**WHAT TO DO:**
Update the listing below by replacing "beige cap" with "tan baseball cap" wherever it occurs, and leave all other text as it is.

**DATASET EXTRACT:**
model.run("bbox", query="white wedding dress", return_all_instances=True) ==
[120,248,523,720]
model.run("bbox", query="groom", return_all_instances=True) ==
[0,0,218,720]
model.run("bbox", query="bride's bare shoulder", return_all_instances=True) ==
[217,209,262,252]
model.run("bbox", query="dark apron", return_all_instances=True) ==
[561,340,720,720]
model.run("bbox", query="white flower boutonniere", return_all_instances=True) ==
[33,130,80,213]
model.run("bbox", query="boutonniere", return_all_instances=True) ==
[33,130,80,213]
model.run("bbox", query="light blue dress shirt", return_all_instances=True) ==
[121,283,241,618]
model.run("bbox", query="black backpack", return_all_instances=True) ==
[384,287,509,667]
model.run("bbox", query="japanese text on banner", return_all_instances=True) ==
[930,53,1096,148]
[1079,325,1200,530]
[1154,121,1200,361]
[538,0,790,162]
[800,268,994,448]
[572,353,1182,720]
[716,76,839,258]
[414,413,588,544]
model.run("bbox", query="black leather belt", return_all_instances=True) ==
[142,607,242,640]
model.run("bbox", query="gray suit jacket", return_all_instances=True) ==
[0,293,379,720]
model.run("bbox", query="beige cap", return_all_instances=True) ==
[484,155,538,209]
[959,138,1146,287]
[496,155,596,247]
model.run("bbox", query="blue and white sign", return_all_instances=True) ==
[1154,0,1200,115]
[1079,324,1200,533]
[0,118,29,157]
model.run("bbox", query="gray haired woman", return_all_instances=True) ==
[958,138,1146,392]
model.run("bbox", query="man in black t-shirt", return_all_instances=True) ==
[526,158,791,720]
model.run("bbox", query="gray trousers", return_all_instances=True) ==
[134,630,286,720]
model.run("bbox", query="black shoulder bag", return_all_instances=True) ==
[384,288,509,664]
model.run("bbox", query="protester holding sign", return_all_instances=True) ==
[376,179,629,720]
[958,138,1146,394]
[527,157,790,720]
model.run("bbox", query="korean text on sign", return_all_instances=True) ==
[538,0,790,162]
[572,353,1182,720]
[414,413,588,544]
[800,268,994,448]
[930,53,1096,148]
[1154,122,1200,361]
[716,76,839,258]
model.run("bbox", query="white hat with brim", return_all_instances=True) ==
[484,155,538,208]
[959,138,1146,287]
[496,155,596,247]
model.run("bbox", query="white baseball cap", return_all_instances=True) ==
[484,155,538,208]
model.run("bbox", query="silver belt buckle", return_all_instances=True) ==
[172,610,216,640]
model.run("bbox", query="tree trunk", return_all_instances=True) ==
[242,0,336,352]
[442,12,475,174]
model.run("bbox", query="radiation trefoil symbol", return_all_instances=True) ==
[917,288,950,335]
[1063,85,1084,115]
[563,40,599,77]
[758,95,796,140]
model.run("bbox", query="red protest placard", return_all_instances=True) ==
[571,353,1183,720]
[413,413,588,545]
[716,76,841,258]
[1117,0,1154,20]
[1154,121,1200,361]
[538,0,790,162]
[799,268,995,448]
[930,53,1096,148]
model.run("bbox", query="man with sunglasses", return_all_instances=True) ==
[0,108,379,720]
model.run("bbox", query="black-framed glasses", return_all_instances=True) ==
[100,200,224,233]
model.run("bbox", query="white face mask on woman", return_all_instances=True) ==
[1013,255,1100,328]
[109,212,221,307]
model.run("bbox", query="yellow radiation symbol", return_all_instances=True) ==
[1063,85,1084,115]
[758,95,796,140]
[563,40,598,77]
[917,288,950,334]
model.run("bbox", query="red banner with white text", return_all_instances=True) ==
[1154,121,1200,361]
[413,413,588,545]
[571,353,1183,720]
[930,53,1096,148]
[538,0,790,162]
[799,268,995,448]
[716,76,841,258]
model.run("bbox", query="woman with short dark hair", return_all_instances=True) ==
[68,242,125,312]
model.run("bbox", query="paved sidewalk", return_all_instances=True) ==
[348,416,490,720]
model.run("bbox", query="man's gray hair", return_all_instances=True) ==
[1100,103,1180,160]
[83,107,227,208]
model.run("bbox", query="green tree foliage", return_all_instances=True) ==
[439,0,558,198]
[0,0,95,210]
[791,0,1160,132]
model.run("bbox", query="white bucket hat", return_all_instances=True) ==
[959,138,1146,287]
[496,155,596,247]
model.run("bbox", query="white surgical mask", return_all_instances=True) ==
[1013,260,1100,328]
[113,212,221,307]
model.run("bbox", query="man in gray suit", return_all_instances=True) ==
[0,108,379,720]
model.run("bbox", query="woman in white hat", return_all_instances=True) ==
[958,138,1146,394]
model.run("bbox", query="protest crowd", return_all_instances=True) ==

**TASK RESULT:**
model.run("bbox", query="white wedding dress", return_all_instances=True) ==
[120,248,523,720]
model.run("bbox", query="groom", return_all_instances=True) ==
[0,0,218,720]
model.run("bbox", query="bride's bare shoulder", return_all_instances=True) ==
[217,209,262,252]
model.run("bbox", query="dark apron", return_all_instances=True) ==
[561,340,720,720]
model.run("bbox", query="white flower boutonniere", return_all_instances=True) ==
[33,130,80,213]
model.run("bbox", query="boutonniere", return_all_instances=True) ==
[33,130,80,213]
model.run("bbox", query="light blue dress shirt", return_all_instances=True) ==
[121,283,241,618]
model.run("bbox", query="black backpack", return_all_instances=True) ==
[384,287,509,667]
model.run("bbox", query="japanese text on banner", return_all_instances=True) ==
[930,53,1096,148]
[1079,325,1200,530]
[1154,121,1200,361]
[538,0,790,162]
[800,268,994,448]
[572,353,1182,720]
[716,76,839,258]
[414,413,588,544]
model.run("bbox", query="black leather belt", return_all_instances=True) ==
[142,607,242,640]
model.run("bbox", query="gray suit jacket", return_all_instances=True) ==
[0,293,379,720]
model.run("bbox", query="tan baseball cap", return_all_instances=True) ==
[484,155,538,209]
[959,138,1146,287]
[496,155,596,247]
model.run("bbox", query="blue and white sign", return_all_instances=True) ==
[1154,0,1200,115]
[1079,324,1200,533]
[0,118,29,157]
model.run("bbox", query="gray haired woman", return_all_instances=True) ==
[958,138,1146,392]
model.run("bbox", query="man in black t-shirt", return_all_instances=True) ==
[526,158,791,720]
model.run("bbox", query="gray trousers", return_all_instances=True) ==
[134,630,286,720]
model.run("bbox", query="black shoulder bag", return_all_instances=True) ==
[384,288,509,664]
model.run("bbox", query="protester holding sign", return_all_instances=True) ==
[376,179,629,720]
[958,138,1146,394]
[527,157,790,720]
model.run("bbox", query="korean text on sign", return_all_instances=True) ==
[538,0,790,162]
[572,353,1182,720]
[414,413,588,544]
[800,268,994,448]
[930,53,1096,148]
[1154,122,1200,361]
[716,76,839,258]
model.run("bbox", query="white hat with brim", return_all_instances=True) ==
[484,155,538,208]
[959,138,1146,287]
[496,155,596,247]
model.run("bbox", query="white baseball cap", return_all_instances=True) ==
[484,155,538,208]
model.run("bbox", query="silver belt buckle", return_all_instances=True) ==
[172,610,216,640]
model.run("bbox", query="tree trunk", return_all_instances=True) ==
[242,0,336,352]
[442,12,475,174]
model.run("bbox", query="radiation trefoil symbol", return_all_instances=True) ==
[917,288,950,335]
[1063,85,1084,115]
[563,40,599,77]
[758,95,796,140]
model.run("bbox", query="red protest placard", return_all_instances=True) ==
[571,353,1183,720]
[413,413,588,545]
[716,76,841,258]
[1117,0,1154,20]
[1154,121,1200,361]
[538,0,790,162]
[799,268,995,448]
[930,53,1096,148]
model.run("bbox", query="man with sunglasses", return_all_instances=True) ==
[0,108,379,720]
model.run("bbox", query="black-framed glasses", return_all_instances=True) ==
[100,200,224,233]
model.run("bbox", query="white face mask on woman", return_all_instances=True) ==
[1013,255,1100,328]
[109,212,221,307]
model.run("bbox", query="yellow radiation symbol", return_all_instances=True) ==
[1063,85,1084,115]
[758,95,796,140]
[563,40,598,77]
[917,288,950,334]
model.run("bbox", query="red banner with white text", return_all_instances=True) ==
[1154,121,1200,361]
[413,413,588,545]
[571,353,1183,720]
[930,53,1096,148]
[538,0,790,162]
[799,268,995,448]
[716,76,841,258]
model.run("bbox", query="woman with short dark hair", return_all_instances=True) ==
[68,242,125,312]
model.run("bbox", query="paved sidewalk", return_all_instances=True) ==
[348,416,490,720]
model.run("bbox", query="man's gray hair", return_all_instances=True) ==
[1100,103,1180,160]
[83,107,227,208]
model.run("bbox", query="green tree foliage", return_all_instances=True) ==
[439,0,558,198]
[0,0,95,210]
[791,0,1160,132]
model.run("bbox", query="white bucket hat", return_all_instances=True) ==
[959,138,1146,287]
[496,155,596,247]
model.run("bbox", query="white surgical mask", return_all_instances=True) ==
[1013,260,1100,328]
[113,212,221,307]
model.run("bbox", query="man in gray suit", return_all_instances=True) ==
[0,108,379,720]
model.run("bbox", query="woman in white hat", return_all_instances=True) ==
[958,138,1146,394]
model.run("bbox", query="protest crowd", return_all_instances=True) ==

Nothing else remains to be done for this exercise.